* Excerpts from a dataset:
▽
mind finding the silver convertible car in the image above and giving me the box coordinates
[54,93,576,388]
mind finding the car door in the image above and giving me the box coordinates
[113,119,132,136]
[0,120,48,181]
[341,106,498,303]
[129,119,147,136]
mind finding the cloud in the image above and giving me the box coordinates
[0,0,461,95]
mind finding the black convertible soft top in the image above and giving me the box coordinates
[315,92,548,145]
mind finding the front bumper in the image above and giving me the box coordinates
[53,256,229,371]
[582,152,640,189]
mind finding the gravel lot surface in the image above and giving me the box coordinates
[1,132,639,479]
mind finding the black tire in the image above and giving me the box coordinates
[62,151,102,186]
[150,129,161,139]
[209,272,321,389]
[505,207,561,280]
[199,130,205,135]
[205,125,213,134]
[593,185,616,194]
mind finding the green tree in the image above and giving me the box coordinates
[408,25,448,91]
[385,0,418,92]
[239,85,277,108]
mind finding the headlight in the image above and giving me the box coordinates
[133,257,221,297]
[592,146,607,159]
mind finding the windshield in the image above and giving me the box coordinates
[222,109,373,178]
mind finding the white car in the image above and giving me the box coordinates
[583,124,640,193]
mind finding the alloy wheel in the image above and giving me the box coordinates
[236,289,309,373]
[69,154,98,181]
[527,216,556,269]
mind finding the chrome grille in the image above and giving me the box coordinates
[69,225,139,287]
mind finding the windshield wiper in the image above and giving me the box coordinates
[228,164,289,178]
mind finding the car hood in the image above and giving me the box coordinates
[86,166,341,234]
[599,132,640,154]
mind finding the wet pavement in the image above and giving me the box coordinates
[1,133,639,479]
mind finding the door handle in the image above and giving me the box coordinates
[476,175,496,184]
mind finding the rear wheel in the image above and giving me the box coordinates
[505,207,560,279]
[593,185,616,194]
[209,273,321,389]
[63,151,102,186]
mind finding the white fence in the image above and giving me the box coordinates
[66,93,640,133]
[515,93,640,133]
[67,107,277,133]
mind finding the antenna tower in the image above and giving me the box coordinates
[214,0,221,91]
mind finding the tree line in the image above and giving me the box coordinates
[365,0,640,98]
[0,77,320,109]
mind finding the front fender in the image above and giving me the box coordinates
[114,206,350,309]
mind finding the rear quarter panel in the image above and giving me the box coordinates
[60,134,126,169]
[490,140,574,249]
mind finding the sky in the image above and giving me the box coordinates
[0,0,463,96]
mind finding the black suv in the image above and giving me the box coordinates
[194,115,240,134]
△
* EXERCISE PROMPT: What is needed is a word-for-word copy of all the records above.

* RESPONSE:
mind finding the silver convertible car in the image above and giving me the box coordinates
[54,93,576,388]
mind finding the car door in the image above and giving me the box coordinates
[113,119,132,136]
[0,120,48,181]
[341,106,498,303]
[129,119,147,136]
mind finding the cloud in the image above and giving me the box coordinates
[0,0,461,95]
mind finding the black convertible soft top in the image above and giving me the box coordinates
[315,92,548,145]
mind finding the front bumper in the image above and giving me the box coordinates
[53,256,229,371]
[582,152,640,189]
mind finding the gravel lot surface in the image above and giving me the box coordinates
[1,132,639,479]
mind finding the black tire in the image above and giving me the box coordinates
[62,151,102,186]
[150,129,161,139]
[209,272,321,389]
[505,207,561,280]
[199,130,205,135]
[205,125,213,134]
[593,185,616,194]
mind finding the green tree in the image above and giving me the box coordinates
[408,25,448,91]
[385,0,418,92]
[239,85,277,108]
mind finding the headlight in the image above and giving me the box coordinates
[133,257,221,297]
[592,146,607,159]
mind finding the windshield in the image above and giving me the box coordinates
[222,109,373,178]
mind finding the white car in the image above and giving me the box coordinates
[583,124,640,193]
mind finding the alloy wheel in the image above and giving me the box coordinates
[236,289,309,373]
[69,154,98,181]
[527,216,556,269]
mind finding the chrome grille in the image above and giving me the box coordinates
[69,225,139,287]
mind finding the windshield wiper in the image above and giving me the box coordinates
[228,164,289,178]
mind finding the car hood in the image above and giving me the box coordinates
[86,166,341,234]
[599,132,640,154]
mind finding the wet pavement in the image above and giving me the box coordinates
[1,133,639,479]
mind finding the door handle in the image above and giving me the box coordinates
[476,175,496,184]
mind finding the rear wheel in the image above and giving me the box coordinates
[505,207,560,279]
[593,185,616,194]
[209,273,321,389]
[63,151,102,186]
mind finding the white fence in the image above and giving me the box coordinates
[66,93,640,133]
[515,93,640,133]
[67,107,277,133]
mind finding the antenna tower in the image above and giving me the box coordinates
[214,0,221,91]
mind finding the tree line in the image above and giving me the box coordinates
[365,0,640,98]
[0,77,320,109]
mind finding the front fender in the image above and giving me the box coordinates
[114,206,350,309]
mind finding the rear quarter panel in the image above and giving me the box coordinates
[60,134,126,169]
[490,140,574,249]
mind finding the sky in the image above and giving me the box coordinates
[0,0,463,96]
mind finding the black suv in the image above and giving me the box coordinates
[194,115,240,134]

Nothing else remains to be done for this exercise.